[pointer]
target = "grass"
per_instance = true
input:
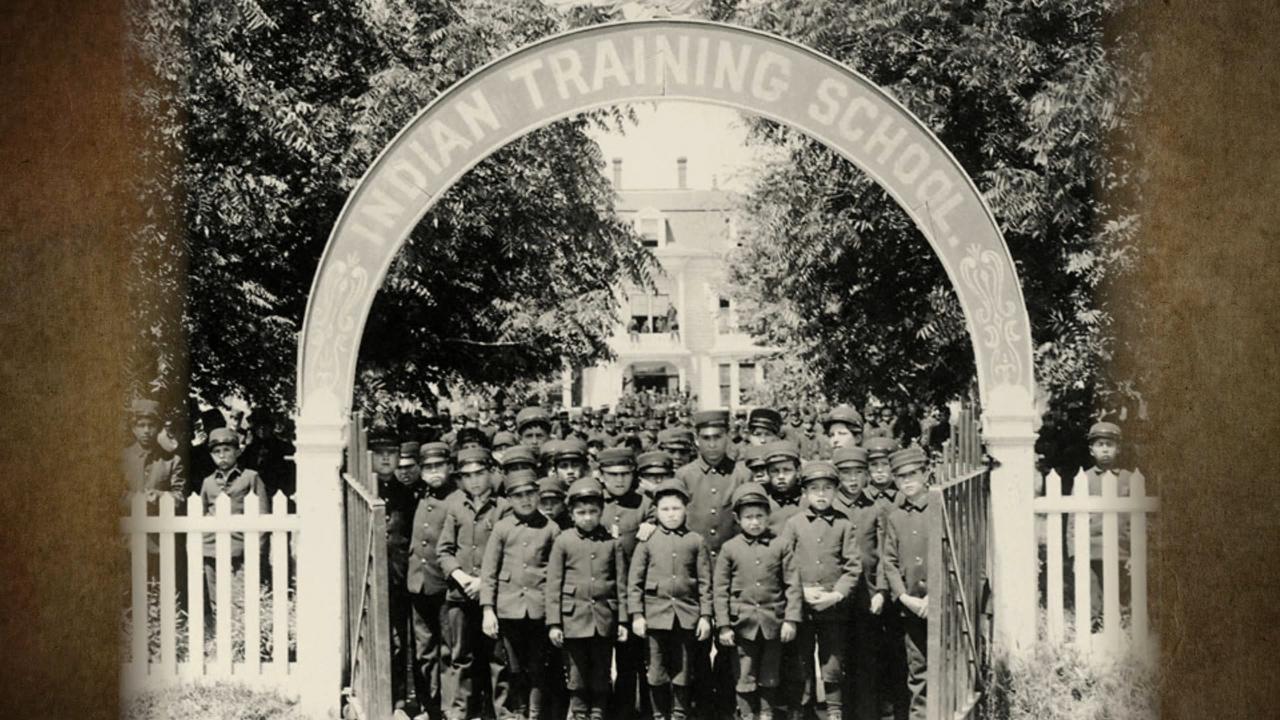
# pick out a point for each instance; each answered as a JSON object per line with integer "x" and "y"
{"x": 222, "y": 701}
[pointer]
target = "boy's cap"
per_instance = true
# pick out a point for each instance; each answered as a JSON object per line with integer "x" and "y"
{"x": 676, "y": 437}
{"x": 908, "y": 459}
{"x": 1104, "y": 431}
{"x": 519, "y": 454}
{"x": 533, "y": 415}
{"x": 383, "y": 438}
{"x": 571, "y": 449}
{"x": 519, "y": 479}
{"x": 223, "y": 436}
{"x": 709, "y": 418}
{"x": 585, "y": 488}
{"x": 749, "y": 493}
{"x": 654, "y": 459}
{"x": 434, "y": 451}
{"x": 145, "y": 409}
{"x": 766, "y": 418}
{"x": 855, "y": 456}
{"x": 551, "y": 486}
{"x": 753, "y": 456}
{"x": 880, "y": 447}
{"x": 621, "y": 456}
{"x": 818, "y": 470}
{"x": 671, "y": 486}
{"x": 474, "y": 459}
{"x": 845, "y": 414}
{"x": 781, "y": 450}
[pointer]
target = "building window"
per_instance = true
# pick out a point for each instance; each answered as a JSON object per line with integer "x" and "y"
{"x": 726, "y": 386}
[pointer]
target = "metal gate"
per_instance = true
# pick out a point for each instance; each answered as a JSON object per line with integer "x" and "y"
{"x": 369, "y": 657}
{"x": 959, "y": 575}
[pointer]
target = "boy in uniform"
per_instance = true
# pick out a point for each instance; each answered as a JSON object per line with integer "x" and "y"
{"x": 586, "y": 600}
{"x": 513, "y": 598}
{"x": 865, "y": 660}
{"x": 426, "y": 583}
{"x": 671, "y": 601}
{"x": 823, "y": 546}
{"x": 625, "y": 510}
{"x": 758, "y": 604}
{"x": 906, "y": 566}
{"x": 471, "y": 515}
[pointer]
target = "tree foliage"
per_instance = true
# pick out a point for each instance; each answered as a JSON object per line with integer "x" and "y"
{"x": 1036, "y": 101}
{"x": 261, "y": 115}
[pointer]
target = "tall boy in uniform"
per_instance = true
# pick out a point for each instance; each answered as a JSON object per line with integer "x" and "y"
{"x": 469, "y": 522}
{"x": 513, "y": 598}
{"x": 906, "y": 566}
{"x": 869, "y": 596}
{"x": 671, "y": 601}
{"x": 586, "y": 605}
{"x": 758, "y": 604}
{"x": 426, "y": 583}
{"x": 823, "y": 546}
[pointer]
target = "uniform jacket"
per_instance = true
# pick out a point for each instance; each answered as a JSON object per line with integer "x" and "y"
{"x": 824, "y": 551}
{"x": 464, "y": 536}
{"x": 709, "y": 511}
{"x": 906, "y": 547}
{"x": 401, "y": 506}
{"x": 586, "y": 583}
{"x": 1095, "y": 475}
{"x": 671, "y": 578}
{"x": 757, "y": 587}
{"x": 868, "y": 519}
{"x": 515, "y": 566}
{"x": 236, "y": 483}
{"x": 424, "y": 565}
{"x": 622, "y": 516}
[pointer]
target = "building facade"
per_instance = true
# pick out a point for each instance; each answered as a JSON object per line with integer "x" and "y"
{"x": 684, "y": 333}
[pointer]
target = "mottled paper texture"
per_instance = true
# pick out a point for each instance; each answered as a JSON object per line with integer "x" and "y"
{"x": 69, "y": 155}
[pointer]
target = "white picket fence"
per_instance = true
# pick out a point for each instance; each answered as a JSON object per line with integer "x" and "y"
{"x": 1119, "y": 636}
{"x": 170, "y": 645}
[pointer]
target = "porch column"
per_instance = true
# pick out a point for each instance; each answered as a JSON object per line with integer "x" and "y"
{"x": 1009, "y": 431}
{"x": 321, "y": 566}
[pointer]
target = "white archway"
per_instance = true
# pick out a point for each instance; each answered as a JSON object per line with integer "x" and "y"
{"x": 626, "y": 62}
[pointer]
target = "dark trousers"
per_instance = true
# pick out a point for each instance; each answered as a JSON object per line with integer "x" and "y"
{"x": 589, "y": 661}
{"x": 474, "y": 661}
{"x": 915, "y": 633}
{"x": 828, "y": 637}
{"x": 524, "y": 654}
{"x": 429, "y": 656}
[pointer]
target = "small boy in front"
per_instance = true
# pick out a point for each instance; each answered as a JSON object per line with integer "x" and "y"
{"x": 513, "y": 596}
{"x": 823, "y": 545}
{"x": 758, "y": 604}
{"x": 671, "y": 601}
{"x": 586, "y": 600}
{"x": 228, "y": 478}
{"x": 906, "y": 566}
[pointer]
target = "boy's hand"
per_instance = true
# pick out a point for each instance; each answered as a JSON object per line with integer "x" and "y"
{"x": 704, "y": 629}
{"x": 490, "y": 623}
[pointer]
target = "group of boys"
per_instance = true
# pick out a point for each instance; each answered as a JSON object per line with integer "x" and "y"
{"x": 685, "y": 578}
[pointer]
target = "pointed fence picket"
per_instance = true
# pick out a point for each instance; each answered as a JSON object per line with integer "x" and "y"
{"x": 168, "y": 638}
{"x": 1072, "y": 523}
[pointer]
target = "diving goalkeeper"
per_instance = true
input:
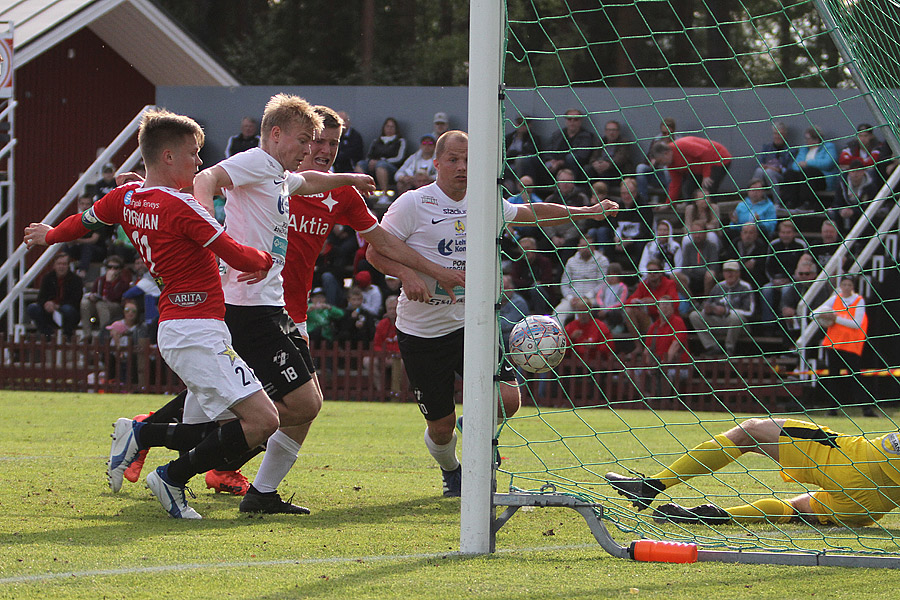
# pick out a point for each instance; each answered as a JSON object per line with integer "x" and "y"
{"x": 858, "y": 478}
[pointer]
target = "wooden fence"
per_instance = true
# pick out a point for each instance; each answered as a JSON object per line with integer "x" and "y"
{"x": 356, "y": 373}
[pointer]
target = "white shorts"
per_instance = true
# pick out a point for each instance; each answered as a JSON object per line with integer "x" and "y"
{"x": 200, "y": 353}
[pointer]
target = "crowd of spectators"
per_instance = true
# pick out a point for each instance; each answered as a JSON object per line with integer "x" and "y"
{"x": 632, "y": 286}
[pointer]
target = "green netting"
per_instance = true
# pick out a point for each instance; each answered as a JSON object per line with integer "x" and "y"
{"x": 729, "y": 72}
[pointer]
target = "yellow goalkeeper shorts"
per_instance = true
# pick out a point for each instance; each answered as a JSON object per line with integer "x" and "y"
{"x": 854, "y": 490}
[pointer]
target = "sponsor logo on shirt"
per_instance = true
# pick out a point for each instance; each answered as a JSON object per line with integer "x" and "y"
{"x": 449, "y": 247}
{"x": 187, "y": 299}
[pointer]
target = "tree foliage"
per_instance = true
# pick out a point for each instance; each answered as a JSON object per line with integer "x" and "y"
{"x": 687, "y": 43}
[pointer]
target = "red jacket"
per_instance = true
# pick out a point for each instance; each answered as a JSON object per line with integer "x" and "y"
{"x": 695, "y": 155}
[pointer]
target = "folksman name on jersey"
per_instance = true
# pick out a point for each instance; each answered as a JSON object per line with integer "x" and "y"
{"x": 141, "y": 220}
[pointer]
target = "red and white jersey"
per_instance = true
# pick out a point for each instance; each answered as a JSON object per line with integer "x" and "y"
{"x": 256, "y": 215}
{"x": 171, "y": 231}
{"x": 311, "y": 220}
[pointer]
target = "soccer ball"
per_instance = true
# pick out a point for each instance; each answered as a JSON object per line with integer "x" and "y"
{"x": 537, "y": 344}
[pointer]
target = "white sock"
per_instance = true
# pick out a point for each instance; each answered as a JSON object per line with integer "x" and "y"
{"x": 444, "y": 455}
{"x": 281, "y": 453}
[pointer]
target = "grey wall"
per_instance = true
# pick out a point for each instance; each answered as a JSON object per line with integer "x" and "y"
{"x": 704, "y": 111}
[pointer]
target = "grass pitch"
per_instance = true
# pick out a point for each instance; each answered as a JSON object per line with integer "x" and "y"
{"x": 379, "y": 527}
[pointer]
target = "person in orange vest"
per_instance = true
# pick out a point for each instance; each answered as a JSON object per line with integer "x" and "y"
{"x": 843, "y": 315}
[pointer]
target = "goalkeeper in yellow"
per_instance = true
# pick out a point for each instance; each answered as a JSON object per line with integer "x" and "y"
{"x": 858, "y": 478}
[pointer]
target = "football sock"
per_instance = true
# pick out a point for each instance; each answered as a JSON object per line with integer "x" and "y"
{"x": 706, "y": 458}
{"x": 281, "y": 453}
{"x": 175, "y": 436}
{"x": 771, "y": 510}
{"x": 445, "y": 455}
{"x": 226, "y": 442}
{"x": 234, "y": 465}
{"x": 171, "y": 412}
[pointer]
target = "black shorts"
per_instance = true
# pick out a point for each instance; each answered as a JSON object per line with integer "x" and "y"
{"x": 268, "y": 340}
{"x": 432, "y": 365}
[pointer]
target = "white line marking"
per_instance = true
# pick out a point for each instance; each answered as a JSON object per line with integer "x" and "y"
{"x": 268, "y": 563}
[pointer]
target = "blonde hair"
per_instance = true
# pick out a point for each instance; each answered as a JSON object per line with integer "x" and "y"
{"x": 283, "y": 109}
{"x": 161, "y": 129}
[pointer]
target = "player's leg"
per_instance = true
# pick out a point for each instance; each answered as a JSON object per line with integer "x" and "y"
{"x": 753, "y": 435}
{"x": 222, "y": 386}
{"x": 432, "y": 365}
{"x": 273, "y": 346}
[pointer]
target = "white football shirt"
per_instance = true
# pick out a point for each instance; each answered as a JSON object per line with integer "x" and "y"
{"x": 256, "y": 214}
{"x": 434, "y": 225}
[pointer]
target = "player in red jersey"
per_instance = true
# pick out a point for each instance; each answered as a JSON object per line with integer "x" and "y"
{"x": 178, "y": 240}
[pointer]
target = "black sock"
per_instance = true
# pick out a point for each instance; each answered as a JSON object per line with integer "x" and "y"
{"x": 175, "y": 436}
{"x": 227, "y": 443}
{"x": 172, "y": 412}
{"x": 234, "y": 465}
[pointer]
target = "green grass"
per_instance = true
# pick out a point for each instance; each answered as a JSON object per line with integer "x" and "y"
{"x": 379, "y": 528}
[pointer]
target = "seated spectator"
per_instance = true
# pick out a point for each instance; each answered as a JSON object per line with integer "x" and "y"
{"x": 372, "y": 297}
{"x": 522, "y": 148}
{"x": 513, "y": 308}
{"x": 357, "y": 325}
{"x": 91, "y": 247}
{"x": 775, "y": 157}
{"x": 128, "y": 336}
{"x": 569, "y": 148}
{"x": 667, "y": 133}
{"x": 103, "y": 304}
{"x": 781, "y": 262}
{"x": 757, "y": 208}
{"x": 730, "y": 306}
{"x": 751, "y": 250}
{"x": 107, "y": 182}
{"x": 58, "y": 300}
{"x": 815, "y": 169}
{"x": 852, "y": 195}
{"x": 440, "y": 124}
{"x": 609, "y": 301}
{"x": 701, "y": 209}
{"x": 386, "y": 154}
{"x": 631, "y": 226}
{"x": 589, "y": 336}
{"x": 335, "y": 262}
{"x": 247, "y": 139}
{"x": 582, "y": 277}
{"x": 665, "y": 346}
{"x": 700, "y": 259}
{"x": 351, "y": 149}
{"x": 804, "y": 276}
{"x": 563, "y": 237}
{"x": 704, "y": 161}
{"x": 533, "y": 276}
{"x": 321, "y": 317}
{"x": 869, "y": 151}
{"x": 614, "y": 158}
{"x": 641, "y": 306}
{"x": 421, "y": 160}
{"x": 664, "y": 248}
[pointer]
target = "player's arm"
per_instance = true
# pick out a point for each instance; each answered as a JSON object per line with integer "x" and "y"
{"x": 207, "y": 184}
{"x": 546, "y": 214}
{"x": 318, "y": 183}
{"x": 240, "y": 257}
{"x": 415, "y": 288}
{"x": 72, "y": 228}
{"x": 390, "y": 246}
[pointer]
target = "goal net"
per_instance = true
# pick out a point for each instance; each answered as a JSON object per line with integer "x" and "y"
{"x": 751, "y": 147}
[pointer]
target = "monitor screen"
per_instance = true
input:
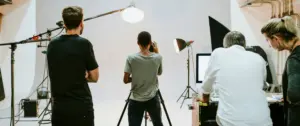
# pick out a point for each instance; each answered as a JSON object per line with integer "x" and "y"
{"x": 201, "y": 66}
{"x": 2, "y": 94}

■ ■ ■

What you have to do |
Identify all lines in the records above with the word "black".

Answer to the exercise |
target = "black shorts"
target = "black sock"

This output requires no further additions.